[Records shown start]

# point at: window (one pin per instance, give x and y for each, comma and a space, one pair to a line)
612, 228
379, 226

[Records shown end]
[Records shown start]

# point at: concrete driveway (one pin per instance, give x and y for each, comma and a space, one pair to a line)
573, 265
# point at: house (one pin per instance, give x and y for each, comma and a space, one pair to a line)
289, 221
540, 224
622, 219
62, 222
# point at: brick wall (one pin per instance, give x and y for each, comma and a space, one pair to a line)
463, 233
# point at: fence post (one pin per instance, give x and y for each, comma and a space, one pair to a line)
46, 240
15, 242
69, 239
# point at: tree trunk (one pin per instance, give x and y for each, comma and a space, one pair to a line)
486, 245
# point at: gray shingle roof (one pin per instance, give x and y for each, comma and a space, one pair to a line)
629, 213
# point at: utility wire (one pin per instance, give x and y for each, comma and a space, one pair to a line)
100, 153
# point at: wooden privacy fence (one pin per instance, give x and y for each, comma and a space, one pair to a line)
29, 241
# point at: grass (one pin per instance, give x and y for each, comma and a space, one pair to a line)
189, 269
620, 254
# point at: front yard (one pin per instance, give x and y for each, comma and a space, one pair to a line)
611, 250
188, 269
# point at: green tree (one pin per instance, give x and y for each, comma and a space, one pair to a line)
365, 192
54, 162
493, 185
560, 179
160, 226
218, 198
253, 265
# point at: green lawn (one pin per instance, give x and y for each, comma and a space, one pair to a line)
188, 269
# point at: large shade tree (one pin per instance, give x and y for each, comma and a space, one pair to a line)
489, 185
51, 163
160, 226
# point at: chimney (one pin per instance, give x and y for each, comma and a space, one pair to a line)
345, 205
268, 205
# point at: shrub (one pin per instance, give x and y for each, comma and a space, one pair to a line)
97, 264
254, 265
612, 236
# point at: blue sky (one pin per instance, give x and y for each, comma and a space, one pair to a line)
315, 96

[Records shown end]

### Problem description
How many lines in the entries above contain the string "tree"? Case counts. Reply with the number only.

### Solution to this problem
3